* Your goal
Which lines of the records contain the word "bird"? Pull out each of those lines in full.

### Dataset records

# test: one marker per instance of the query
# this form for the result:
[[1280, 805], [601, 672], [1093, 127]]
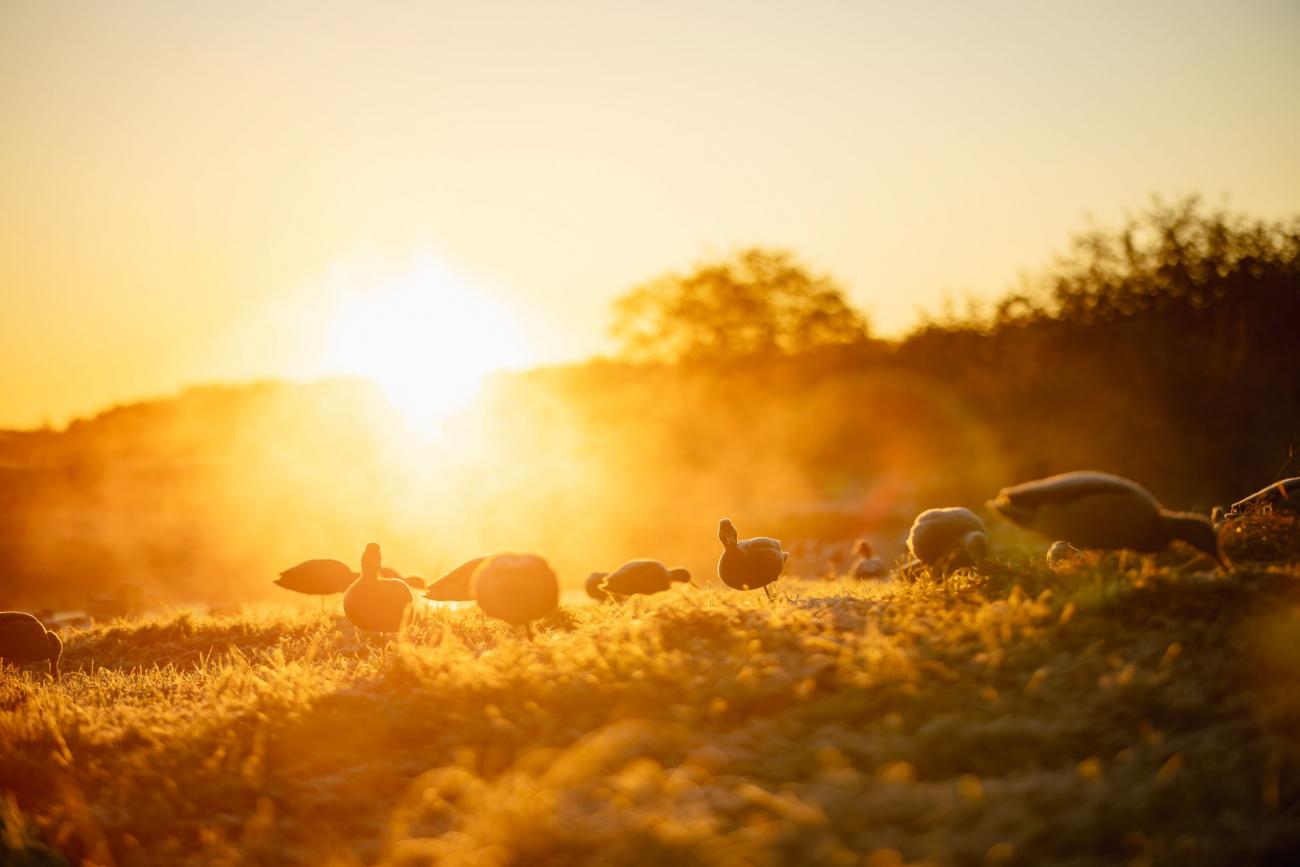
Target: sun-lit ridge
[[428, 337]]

######
### Dataset records

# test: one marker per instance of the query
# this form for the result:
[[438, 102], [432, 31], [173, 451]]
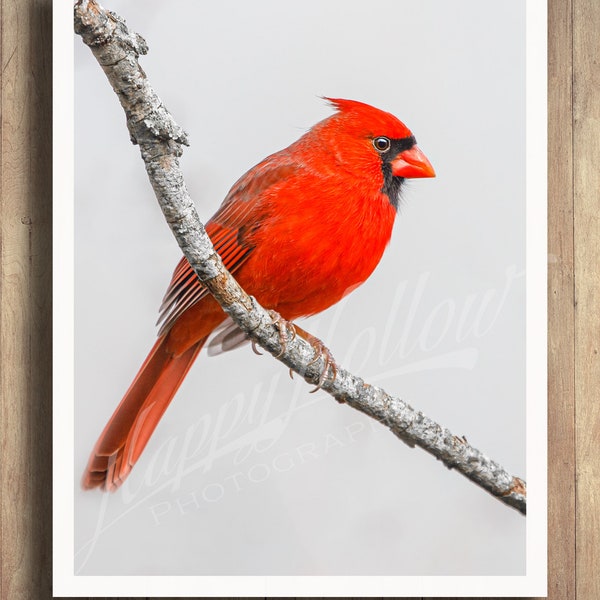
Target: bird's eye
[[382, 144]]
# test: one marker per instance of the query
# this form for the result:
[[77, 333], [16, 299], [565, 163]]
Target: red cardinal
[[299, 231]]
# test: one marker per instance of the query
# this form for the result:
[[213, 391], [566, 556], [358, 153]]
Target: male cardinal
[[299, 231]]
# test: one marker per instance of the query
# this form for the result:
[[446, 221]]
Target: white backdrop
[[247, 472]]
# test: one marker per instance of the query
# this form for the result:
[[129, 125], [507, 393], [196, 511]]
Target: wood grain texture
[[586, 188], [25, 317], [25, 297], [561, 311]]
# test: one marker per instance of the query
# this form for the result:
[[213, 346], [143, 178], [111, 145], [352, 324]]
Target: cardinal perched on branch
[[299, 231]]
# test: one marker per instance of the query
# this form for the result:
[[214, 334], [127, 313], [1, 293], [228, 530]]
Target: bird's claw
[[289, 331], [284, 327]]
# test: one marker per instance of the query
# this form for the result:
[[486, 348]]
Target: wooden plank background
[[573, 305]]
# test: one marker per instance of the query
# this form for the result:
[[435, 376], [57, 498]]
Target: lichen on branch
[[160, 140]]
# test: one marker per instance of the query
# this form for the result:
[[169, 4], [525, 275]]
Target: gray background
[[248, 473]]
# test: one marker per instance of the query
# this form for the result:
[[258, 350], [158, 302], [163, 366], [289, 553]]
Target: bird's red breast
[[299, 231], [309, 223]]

######

* Output
Target: bird's eye
Target: bird's claw
Target: bird's red breast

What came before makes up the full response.